### Page text
-.-.-

Pre-Trip: How to get to Machu Picchu!
In June 2012, I received a TravelZoo fare alert for LAX -> LIM for $280 in for late fall. With a fare this ridiculously low, of course I booked it. It was time to see Machu Picchu. I started making arrangements for flights and hotels in October. To get to Machu Picchu, you have to take a domestic flight from Lima to Cusco. From Cusco, you NEED to take a train to Aguas Calientes. The only alternative is an 8 hour bus ride through a windy road to get there. Take the train, it’ll save you a significant amount of time. Once in Aguas Calientes, you NEED to take a bus up to Machu Picchu. It takes about 15 minutes for about $15. You could walk it, but it’s a very steep/dangerous climb (no rails) and would probably take 1-2 hours.
“What is Visa Signature?”
If you’re on a tight schedule, or just for peace of mind, you should definitely book your Train Tickets and Machu Picchu entrance tickets in advance. To do this, you can’t just use any credit card from the US, you need to have a credit card that’s “Verified by Visa.” When I went, I had know idea what this was. I tried 10+ different credit cards from myself and friends and it didn’t work. Turns out, a “Verified by Visa” card is really a “Visa Signature” card. All my credit cards at the time had no annual fee and those aren’t the type of cards to be Visa Signature cards. Now, I actually have several Visa Signature cards that came with some nice promotional bonus points. Since I didn’t have this at the time, I made it to Machu Picchu, but just barely.
This was a tough flight. I hate having to take layovers, but it was necessary. Luckily, this layover was just an hour. When booking flights, I always try to find the shortest/most affordable path. Medium (several hours) layovers are torture. It’s not enough time to leave the airport to see the city or you’d otherwise just be too tired to go out.
On this trip, I happened to be traveling with my friend who is a smoker. He can’t go more than a few hours without a cigarette. He even considered smoking on the plane if the fee/ticket wasn’t too high. As soon as we got off hit SAL, he made a dash for a bathroom to light up. Since hour layover was only an hour, he didn’t want to go outside and have to go through security in a country where he didn’t speak the language. He made me stand guard outside the bathroom. I hate having to do that. There was a cop walking by and he just kept passing by the bathroom. Janitors were going to clean there too but it was occupied by my friend. I get stressed out/anxiety when I have to assist in a crime. Luckily, he got away with it again. But there was a time in the Panama Airport where I let my guard down to look around while he was smoking and two janitors almost caught him. But you’d understand if you’ve been to the Panama airport, it’s like a high-end mall!
When we arrived at the Lima airport, we had to go through security again to exit the airport. That was strange. But the screenings are randomized as you approach the line, there is a random machine that selects if you can proceed to exit or have to go through security again. We both didn’t have to get screened and exited the airport. As we exited the airport, we were surrounded by taxi drivers on foot trying to get our business. We got price quotes to the hostel from several of the drivers and decided to just keep walking around. We could not find the actual taxi station line. It started raining. So we gave up and decided to go with one of the drivers who seemed really sincere. A couple of the other drivers seemed kind of shady. They all showed us “official” taxi driver passes, but that could have easily been created by themselves. Of couse any tourist would not know the difference. I was a tourist so even though I was showed credentials, those didn’t mean anything to me since I had no way of really verifying.

-.-.-

### Set problem 1
Reproduce the passage of the Machu Picchu travel post from "If you’re on" to "but just barely.".
### Set problem 2
In the Machu Picchu travel post, how long does the bus ride from Aguas Calientes up to Machu Picchu take?

-.-.-

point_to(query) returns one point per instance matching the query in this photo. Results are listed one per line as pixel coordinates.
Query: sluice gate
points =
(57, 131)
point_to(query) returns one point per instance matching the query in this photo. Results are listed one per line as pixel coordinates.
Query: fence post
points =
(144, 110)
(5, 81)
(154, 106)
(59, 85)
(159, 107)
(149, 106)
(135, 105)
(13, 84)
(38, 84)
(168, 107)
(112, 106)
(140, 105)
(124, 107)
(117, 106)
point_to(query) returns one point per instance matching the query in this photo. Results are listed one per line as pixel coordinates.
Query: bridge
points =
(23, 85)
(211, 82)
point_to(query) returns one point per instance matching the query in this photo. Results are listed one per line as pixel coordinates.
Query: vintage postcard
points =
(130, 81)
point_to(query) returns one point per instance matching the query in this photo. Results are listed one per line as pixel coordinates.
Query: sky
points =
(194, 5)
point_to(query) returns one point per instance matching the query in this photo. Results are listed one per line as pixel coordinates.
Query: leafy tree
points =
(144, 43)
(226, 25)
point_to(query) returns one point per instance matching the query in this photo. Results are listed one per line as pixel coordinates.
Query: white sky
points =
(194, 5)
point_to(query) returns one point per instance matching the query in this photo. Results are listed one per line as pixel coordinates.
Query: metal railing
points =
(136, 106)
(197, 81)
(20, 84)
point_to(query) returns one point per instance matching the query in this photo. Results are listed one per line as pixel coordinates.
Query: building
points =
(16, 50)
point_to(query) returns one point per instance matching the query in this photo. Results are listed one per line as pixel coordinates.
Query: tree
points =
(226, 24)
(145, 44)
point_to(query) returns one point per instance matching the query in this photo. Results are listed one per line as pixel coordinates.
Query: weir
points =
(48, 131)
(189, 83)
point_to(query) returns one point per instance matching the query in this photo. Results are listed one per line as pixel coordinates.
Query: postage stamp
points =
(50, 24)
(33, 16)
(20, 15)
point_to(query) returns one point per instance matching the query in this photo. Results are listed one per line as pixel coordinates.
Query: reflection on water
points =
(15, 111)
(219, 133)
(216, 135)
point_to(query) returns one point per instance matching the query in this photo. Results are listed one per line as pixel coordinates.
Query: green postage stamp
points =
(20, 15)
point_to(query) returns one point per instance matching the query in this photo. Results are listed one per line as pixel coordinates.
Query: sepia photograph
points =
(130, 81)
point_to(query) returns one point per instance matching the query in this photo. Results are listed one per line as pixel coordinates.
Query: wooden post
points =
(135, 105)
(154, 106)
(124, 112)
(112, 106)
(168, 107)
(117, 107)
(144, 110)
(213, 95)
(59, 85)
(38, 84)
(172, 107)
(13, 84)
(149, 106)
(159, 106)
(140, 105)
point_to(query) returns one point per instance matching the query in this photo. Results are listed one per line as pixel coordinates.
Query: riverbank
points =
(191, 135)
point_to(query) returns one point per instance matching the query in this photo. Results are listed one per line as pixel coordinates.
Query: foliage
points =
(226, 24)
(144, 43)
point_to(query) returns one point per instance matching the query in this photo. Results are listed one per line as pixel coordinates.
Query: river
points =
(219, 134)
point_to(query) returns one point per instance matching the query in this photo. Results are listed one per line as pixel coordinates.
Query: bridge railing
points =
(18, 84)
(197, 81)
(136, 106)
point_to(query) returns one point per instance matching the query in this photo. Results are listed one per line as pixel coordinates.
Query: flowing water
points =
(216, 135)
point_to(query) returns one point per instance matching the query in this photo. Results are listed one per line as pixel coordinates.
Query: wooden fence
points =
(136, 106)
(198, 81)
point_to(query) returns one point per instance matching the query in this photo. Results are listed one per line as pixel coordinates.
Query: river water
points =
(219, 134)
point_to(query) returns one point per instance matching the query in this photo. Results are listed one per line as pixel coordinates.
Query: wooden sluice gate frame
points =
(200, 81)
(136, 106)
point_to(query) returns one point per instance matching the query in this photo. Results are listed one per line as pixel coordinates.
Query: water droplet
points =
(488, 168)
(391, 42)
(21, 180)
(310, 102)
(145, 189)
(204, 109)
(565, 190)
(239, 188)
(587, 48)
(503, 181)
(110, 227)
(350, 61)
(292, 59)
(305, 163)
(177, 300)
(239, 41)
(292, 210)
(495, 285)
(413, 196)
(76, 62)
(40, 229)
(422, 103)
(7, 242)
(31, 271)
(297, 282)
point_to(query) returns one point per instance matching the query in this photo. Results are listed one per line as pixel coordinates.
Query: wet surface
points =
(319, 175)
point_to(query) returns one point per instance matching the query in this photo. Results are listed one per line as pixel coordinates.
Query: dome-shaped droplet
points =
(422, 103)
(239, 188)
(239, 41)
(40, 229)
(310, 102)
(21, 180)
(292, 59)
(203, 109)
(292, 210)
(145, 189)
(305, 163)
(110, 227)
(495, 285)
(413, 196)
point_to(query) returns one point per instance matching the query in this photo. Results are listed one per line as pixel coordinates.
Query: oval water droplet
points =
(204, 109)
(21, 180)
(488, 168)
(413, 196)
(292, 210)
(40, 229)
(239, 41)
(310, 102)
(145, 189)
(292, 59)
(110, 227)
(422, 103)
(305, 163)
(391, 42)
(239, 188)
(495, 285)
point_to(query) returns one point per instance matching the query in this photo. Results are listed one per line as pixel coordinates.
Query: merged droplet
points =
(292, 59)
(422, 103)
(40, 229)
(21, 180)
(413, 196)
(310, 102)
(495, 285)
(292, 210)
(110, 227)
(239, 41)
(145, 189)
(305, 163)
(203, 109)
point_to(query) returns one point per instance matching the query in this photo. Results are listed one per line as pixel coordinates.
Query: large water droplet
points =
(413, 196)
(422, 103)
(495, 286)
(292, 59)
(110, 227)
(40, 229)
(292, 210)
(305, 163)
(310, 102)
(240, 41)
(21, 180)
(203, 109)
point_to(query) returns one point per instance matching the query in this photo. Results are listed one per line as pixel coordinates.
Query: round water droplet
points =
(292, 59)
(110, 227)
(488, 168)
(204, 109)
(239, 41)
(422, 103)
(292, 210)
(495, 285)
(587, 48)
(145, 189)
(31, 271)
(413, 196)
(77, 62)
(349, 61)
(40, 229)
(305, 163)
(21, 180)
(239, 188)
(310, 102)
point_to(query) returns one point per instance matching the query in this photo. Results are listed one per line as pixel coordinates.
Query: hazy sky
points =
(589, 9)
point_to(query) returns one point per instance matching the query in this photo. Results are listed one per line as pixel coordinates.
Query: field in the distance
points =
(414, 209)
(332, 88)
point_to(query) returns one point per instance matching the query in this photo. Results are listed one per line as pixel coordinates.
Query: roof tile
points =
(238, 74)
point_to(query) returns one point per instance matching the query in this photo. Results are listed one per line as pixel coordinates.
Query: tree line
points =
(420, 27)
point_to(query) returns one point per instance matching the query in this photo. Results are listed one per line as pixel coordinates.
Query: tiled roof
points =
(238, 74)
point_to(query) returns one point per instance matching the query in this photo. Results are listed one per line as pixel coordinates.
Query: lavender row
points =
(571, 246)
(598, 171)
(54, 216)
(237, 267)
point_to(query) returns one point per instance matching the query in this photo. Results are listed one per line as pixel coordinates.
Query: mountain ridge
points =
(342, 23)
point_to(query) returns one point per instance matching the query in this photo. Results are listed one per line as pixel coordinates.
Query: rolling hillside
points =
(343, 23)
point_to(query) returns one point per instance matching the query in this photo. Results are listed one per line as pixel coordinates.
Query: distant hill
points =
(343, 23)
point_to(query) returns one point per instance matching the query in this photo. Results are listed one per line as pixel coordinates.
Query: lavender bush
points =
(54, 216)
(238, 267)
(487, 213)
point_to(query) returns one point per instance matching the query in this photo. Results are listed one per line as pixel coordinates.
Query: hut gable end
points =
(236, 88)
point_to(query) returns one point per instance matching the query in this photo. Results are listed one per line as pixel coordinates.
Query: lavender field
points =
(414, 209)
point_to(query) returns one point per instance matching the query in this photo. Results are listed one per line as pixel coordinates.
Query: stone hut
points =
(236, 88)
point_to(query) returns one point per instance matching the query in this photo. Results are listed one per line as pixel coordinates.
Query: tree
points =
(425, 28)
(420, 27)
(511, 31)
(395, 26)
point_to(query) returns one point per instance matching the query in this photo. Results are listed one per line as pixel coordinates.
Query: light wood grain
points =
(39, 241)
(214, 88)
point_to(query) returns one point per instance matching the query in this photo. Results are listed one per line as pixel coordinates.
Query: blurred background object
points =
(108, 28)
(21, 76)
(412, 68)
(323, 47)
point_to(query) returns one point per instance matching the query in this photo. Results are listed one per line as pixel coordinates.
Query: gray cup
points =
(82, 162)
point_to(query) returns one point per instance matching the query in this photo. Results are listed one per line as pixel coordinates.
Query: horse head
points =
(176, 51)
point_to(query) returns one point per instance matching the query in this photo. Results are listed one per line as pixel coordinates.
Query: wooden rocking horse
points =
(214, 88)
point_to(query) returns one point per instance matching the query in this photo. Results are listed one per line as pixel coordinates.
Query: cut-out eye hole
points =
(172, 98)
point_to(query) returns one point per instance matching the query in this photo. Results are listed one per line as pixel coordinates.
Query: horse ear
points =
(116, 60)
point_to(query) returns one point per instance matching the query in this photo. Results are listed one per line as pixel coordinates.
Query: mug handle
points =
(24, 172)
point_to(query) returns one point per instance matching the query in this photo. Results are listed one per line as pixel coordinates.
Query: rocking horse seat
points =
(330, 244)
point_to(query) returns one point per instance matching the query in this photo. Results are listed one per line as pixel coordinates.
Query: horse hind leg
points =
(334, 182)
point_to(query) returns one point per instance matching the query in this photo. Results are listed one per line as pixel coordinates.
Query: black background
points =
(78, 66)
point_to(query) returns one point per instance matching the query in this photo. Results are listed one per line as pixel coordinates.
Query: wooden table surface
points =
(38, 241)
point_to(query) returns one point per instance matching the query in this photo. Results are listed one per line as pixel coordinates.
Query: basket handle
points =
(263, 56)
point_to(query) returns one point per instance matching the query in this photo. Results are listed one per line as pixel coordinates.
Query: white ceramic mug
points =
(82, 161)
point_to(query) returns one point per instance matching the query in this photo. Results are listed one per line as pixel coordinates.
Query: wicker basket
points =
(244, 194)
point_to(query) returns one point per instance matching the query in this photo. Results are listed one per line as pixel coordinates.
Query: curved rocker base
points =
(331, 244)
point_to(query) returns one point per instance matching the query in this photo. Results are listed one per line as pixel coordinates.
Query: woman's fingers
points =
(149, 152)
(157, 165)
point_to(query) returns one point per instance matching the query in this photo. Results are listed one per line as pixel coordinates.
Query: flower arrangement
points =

-.-.-

### Written solution 1
If you’re on a tight schedule, or just for peace of mind, you should definitely book your Train Tickets and Machu Picchu entrance tickets in advance. To do this, you can’t just use any credit card from the US, you need to have a credit card that’s “Verified by Visa.” When I went, I had know idea what this was. I tried 10+ different credit cards from myself and friends and it didn’t work. Turns out, a “Verified by Visa” card is really a “Visa Signature” card. All my credit cards at the time had no annual fee and those aren’t the type of cards to be Visa Signature cards. Now, I actually have several Visa Signature cards that came with some nice promotional bonus points. Since I didn’t have this at the time, I made it to Machu Picchu, but just barely.

### Written solution 2
About 15 minutes.